◆ Texto del ejercicio ◆
------------------------------------------------------------

Ahora que cae aún cercano el día de Todos los Santos, nunca está de más destacar que todas las muertes son tristes, pero loson aún más las que tienen lugar cuando podrían haber sido perfectamente evitadas. En ese sentido, pocos fallecimientos son más absurdos que los que tienen lugar a cuenta del fanatismo religioso. Desgraciadamente, es de temer que este tema se encuentre siempre de rabiosa actualidad, ya sea en los países occidentales o (especialmente en los últimos años) en Oriente Medio, pero justamente la época en que este libro fue escrito coincidió con un momento histórico particularmente delicado en este sentido. Y es que hay palabras -y libros- por los que uno se juega la vida.
Para empezar, destaquemos lo primero al autor, del que ya hemos hablado en alguna otra ocasión, pero del que merece la pena dar un somero recordatorio.

------------------------------------------------------------

Copia el texto entre "Ahora que cae" y "un somero recordatorio.", ambos incluidos, y sustituye "fanatismo religioso" por "fanatismo político". Responde solo a partir del texto.

------------------------------------------------------------

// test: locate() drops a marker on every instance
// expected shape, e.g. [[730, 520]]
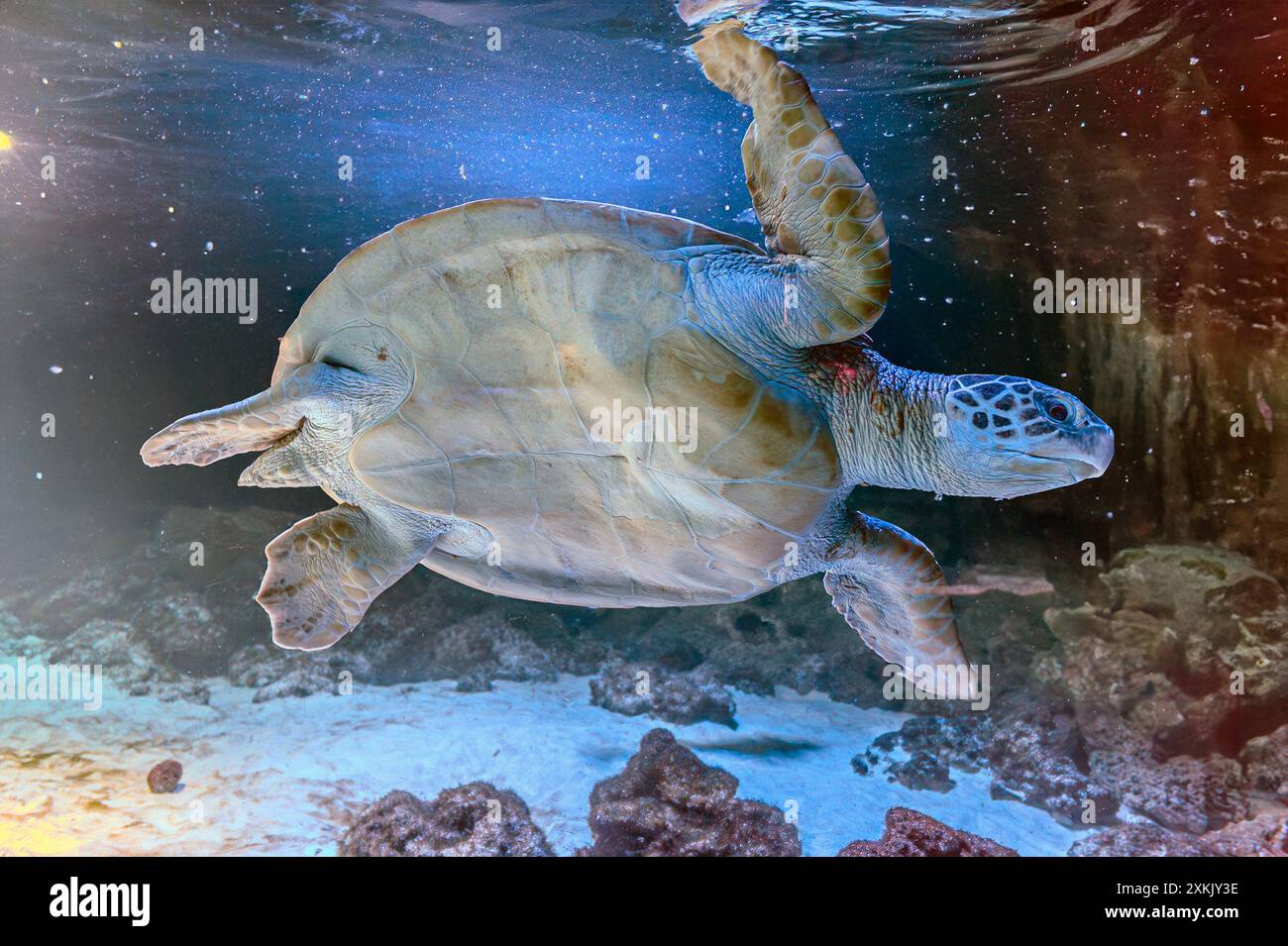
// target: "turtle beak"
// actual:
[[1081, 456]]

------------------------------------------------------------

◆ Respuesta ◆
Ahora que cae aún cercano el día de Todos los Santos, nunca está de más destacar que todas las muertes son tristes, pero loson aún más las que tienen lugar cuando podrían haber sido perfectamente evitadas. En ese sentido, pocos fallecimientos son más absurdos que los que tienen lugar a cuenta del fanatismo político. Desgraciadamente, es de temer que este tema se encuentre siempre de rabiosa actualidad, ya sea en los países occidentales o (especialmente en los últimos años) en Oriente Medio, pero justamente la época en que este libro fue escrito coincidió con un momento histórico particularmente delicado en este sentido. Y es que hay palabras -y libros- por los que uno se juega la vida.
Para empezar, destaquemos lo primero al autor, del que ya hemos hablado en alguna otra ocasión, pero del que merece la pena dar un somero recordatorio.